Written exercise
Gather every line of the records that holds the string "leaf" and copy each one. Case counts.

>> START

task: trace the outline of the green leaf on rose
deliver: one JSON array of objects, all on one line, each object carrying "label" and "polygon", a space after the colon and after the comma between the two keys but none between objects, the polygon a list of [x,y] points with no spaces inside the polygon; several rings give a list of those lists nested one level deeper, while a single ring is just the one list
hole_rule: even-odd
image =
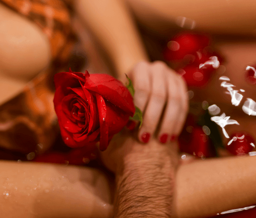
[{"label": "green leaf on rose", "polygon": [[131,118],[131,119],[139,121],[140,122],[140,124],[139,124],[139,128],[140,128],[141,126],[141,125],[142,125],[143,118],[142,112],[141,112],[141,111],[139,109],[138,107],[135,106],[135,113],[134,113],[133,117]]},{"label": "green leaf on rose", "polygon": [[128,76],[127,76],[126,74],[125,74],[125,75],[126,76],[126,78],[128,79],[128,84],[126,85],[126,87],[130,91],[131,95],[133,97],[134,96],[134,93],[135,92],[135,91],[134,91],[134,88],[133,87],[133,86],[132,85],[131,80],[128,77]]}]

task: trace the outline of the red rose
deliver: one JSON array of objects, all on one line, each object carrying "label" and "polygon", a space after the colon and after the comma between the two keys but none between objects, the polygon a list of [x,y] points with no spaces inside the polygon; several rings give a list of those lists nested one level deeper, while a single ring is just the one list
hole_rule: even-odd
[{"label": "red rose", "polygon": [[126,125],[135,111],[133,98],[123,84],[107,74],[63,72],[54,77],[54,99],[61,135],[72,148],[100,141],[107,149],[113,135]]}]

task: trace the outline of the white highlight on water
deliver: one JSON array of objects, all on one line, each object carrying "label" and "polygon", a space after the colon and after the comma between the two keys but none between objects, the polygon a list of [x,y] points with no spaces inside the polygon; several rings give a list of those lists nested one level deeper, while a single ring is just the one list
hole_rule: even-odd
[{"label": "white highlight on water", "polygon": [[251,151],[248,153],[249,156],[255,156],[256,155],[256,151]]},{"label": "white highlight on water", "polygon": [[210,118],[210,120],[212,121],[215,122],[217,124],[221,127],[225,137],[228,139],[229,138],[229,136],[225,129],[225,127],[227,125],[234,124],[240,125],[237,121],[235,120],[229,120],[230,118],[230,116],[226,116],[225,113],[223,113],[220,116],[214,116]]},{"label": "white highlight on water", "polygon": [[209,113],[212,116],[218,115],[220,113],[220,108],[219,108],[216,105],[212,105],[209,106],[208,109]]},{"label": "white highlight on water", "polygon": [[234,87],[235,86],[231,83],[224,81],[221,83],[220,86],[225,88],[227,88],[229,92],[230,96],[231,96],[232,104],[235,106],[238,106],[241,102],[243,96],[242,95],[238,93],[238,90],[233,89],[232,87]]},{"label": "white highlight on water", "polygon": [[254,72],[254,75],[253,77],[255,78],[256,78],[256,69],[255,69],[255,68],[254,68],[253,67],[251,67],[250,66],[247,66],[246,67],[247,70],[253,70]]},{"label": "white highlight on water", "polygon": [[195,27],[196,22],[194,20],[184,17],[178,17],[176,18],[176,24],[182,28],[193,29]]},{"label": "white highlight on water", "polygon": [[222,77],[220,77],[219,79],[220,80],[230,81],[230,79],[226,76],[222,76]]},{"label": "white highlight on water", "polygon": [[205,67],[205,65],[212,65],[212,67],[215,69],[217,69],[219,67],[219,61],[218,60],[218,57],[216,56],[210,57],[209,58],[210,61],[205,61],[204,63],[201,63],[199,64],[199,69],[201,69],[202,68]]},{"label": "white highlight on water", "polygon": [[234,212],[241,211],[242,210],[246,210],[247,209],[252,209],[254,208],[256,206],[251,206],[250,207],[246,207],[244,208],[238,208],[238,209],[230,209],[230,210],[227,210],[227,211],[224,211],[220,213],[220,214],[224,214],[225,213],[233,213]]},{"label": "white highlight on water", "polygon": [[247,98],[244,103],[242,109],[247,114],[256,116],[256,102],[251,98]]}]

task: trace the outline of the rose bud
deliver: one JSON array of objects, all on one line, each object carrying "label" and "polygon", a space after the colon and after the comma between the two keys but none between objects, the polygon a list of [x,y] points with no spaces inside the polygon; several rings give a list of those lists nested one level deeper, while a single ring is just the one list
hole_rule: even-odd
[{"label": "rose bud", "polygon": [[245,78],[246,81],[251,85],[256,84],[256,64],[247,66],[246,68]]},{"label": "rose bud", "polygon": [[179,69],[177,73],[182,75],[189,88],[203,88],[211,77],[211,74],[204,69],[190,65]]},{"label": "rose bud", "polygon": [[194,55],[197,51],[209,45],[210,41],[210,37],[205,34],[190,31],[181,32],[168,43],[164,52],[164,58],[169,61],[188,58],[188,55]]},{"label": "rose bud", "polygon": [[123,84],[107,74],[69,72],[54,77],[54,103],[64,143],[72,148],[100,141],[107,149],[114,134],[126,125],[135,111],[133,98]]},{"label": "rose bud", "polygon": [[183,132],[179,139],[181,152],[188,153],[200,157],[213,156],[210,141],[201,126],[191,127],[187,133]]}]

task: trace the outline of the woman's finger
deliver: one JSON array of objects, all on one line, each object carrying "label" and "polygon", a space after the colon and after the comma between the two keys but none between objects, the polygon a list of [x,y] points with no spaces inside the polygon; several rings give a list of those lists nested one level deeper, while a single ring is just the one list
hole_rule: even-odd
[{"label": "woman's finger", "polygon": [[179,94],[180,87],[176,75],[173,73],[168,73],[167,75],[167,103],[158,134],[158,139],[163,143],[176,138],[174,132],[176,132],[177,122],[179,122],[177,118],[179,116],[182,108],[181,99]]},{"label": "woman's finger", "polygon": [[143,113],[151,93],[149,65],[146,61],[138,63],[129,76],[132,81],[135,92],[134,104]]},{"label": "woman's finger", "polygon": [[180,110],[177,116],[177,122],[176,122],[175,128],[174,129],[173,134],[174,138],[173,139],[176,139],[175,136],[178,136],[181,133],[189,110],[189,100],[187,94],[187,89],[185,82],[179,75],[175,75],[176,78],[176,83],[179,88],[177,95],[179,96],[178,98],[180,99]]},{"label": "woman's finger", "polygon": [[139,131],[139,139],[144,143],[154,133],[166,100],[166,86],[164,71],[167,68],[160,62],[154,63],[150,68],[152,80],[150,98],[143,116],[143,122]]}]

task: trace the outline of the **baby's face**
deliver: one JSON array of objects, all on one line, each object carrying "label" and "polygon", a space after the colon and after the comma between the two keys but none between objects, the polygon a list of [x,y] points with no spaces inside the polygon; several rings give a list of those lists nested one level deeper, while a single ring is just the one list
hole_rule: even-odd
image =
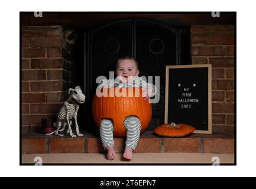
[{"label": "baby's face", "polygon": [[123,76],[128,81],[129,77],[138,76],[139,70],[132,60],[123,60],[119,62],[116,70],[116,76]]}]

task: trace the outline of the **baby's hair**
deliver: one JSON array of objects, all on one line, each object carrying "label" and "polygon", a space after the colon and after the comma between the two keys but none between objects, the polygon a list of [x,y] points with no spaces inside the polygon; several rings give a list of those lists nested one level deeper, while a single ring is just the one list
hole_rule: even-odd
[{"label": "baby's hair", "polygon": [[117,70],[117,69],[118,69],[118,64],[119,63],[119,62],[121,61],[122,60],[131,60],[134,61],[134,62],[135,63],[136,67],[137,67],[137,70],[139,69],[139,64],[138,63],[138,61],[132,57],[131,57],[129,56],[124,56],[124,57],[120,57],[118,58],[118,60],[116,62],[116,66],[115,67],[116,70]]}]

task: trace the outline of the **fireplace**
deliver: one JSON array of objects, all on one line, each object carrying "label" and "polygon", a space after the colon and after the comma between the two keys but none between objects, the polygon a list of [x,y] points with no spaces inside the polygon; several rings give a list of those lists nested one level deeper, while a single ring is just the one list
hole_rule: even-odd
[{"label": "fireplace", "polygon": [[96,128],[91,111],[96,79],[99,76],[109,78],[109,71],[115,70],[118,58],[124,56],[138,60],[140,76],[153,76],[153,82],[154,76],[160,76],[160,100],[152,104],[152,119],[147,129],[163,124],[166,66],[190,64],[189,31],[189,27],[184,25],[127,18],[106,23],[85,33],[83,77],[87,98],[83,114],[86,115],[87,129]]}]

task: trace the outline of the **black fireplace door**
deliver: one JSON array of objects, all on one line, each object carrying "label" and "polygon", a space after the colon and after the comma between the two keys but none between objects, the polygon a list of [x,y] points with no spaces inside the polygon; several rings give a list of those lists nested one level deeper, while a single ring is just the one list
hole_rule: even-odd
[{"label": "black fireplace door", "polygon": [[[153,84],[158,86],[160,100],[152,104],[152,119],[147,129],[164,123],[166,66],[180,64],[183,60],[180,31],[157,21],[133,18],[112,22],[86,34],[84,89],[88,97],[88,125],[95,125],[91,102],[96,78],[103,76],[109,79],[109,71],[115,70],[118,58],[124,56],[135,57],[139,63],[140,76],[153,76]],[[189,38],[187,43],[189,46]],[[159,76],[159,83],[155,83],[155,76]]]}]

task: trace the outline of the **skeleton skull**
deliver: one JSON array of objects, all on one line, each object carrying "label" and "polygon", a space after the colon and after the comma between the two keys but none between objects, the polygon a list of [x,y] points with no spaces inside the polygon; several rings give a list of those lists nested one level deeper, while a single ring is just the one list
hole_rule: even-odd
[{"label": "skeleton skull", "polygon": [[70,93],[72,93],[73,99],[77,102],[80,104],[85,102],[85,96],[83,94],[80,87],[77,86],[74,89],[69,89],[67,93],[70,94]]}]

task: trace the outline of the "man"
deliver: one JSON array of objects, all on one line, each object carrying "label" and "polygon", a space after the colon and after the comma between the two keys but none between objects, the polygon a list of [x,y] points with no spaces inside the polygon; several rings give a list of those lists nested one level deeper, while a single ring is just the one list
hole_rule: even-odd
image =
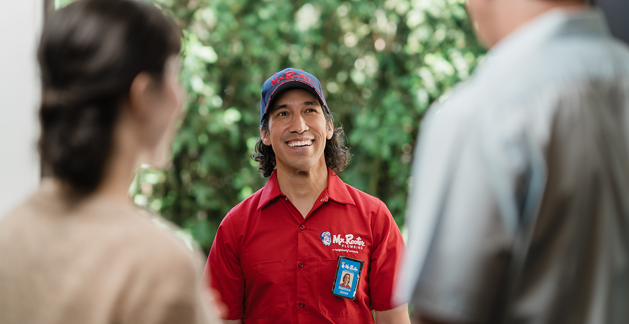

>> END

Finished exercise
task: trace the outline of the green leaf on rose
[{"label": "green leaf on rose", "polygon": [[131,118],[131,119],[139,121],[140,122],[140,124],[139,124],[139,128],[140,128],[141,126],[141,125],[142,125],[143,118],[142,112],[141,112],[141,111],[139,109],[138,107],[135,106],[135,113],[134,113],[133,117]]},{"label": "green leaf on rose", "polygon": [[128,76],[127,76],[126,74],[125,74],[125,75],[126,76],[126,78],[128,79],[128,84],[126,85],[126,87],[130,91],[131,95],[133,97],[134,96],[134,93],[135,92],[135,91],[134,91],[134,88],[133,87],[133,86],[132,85],[131,80],[128,77]]}]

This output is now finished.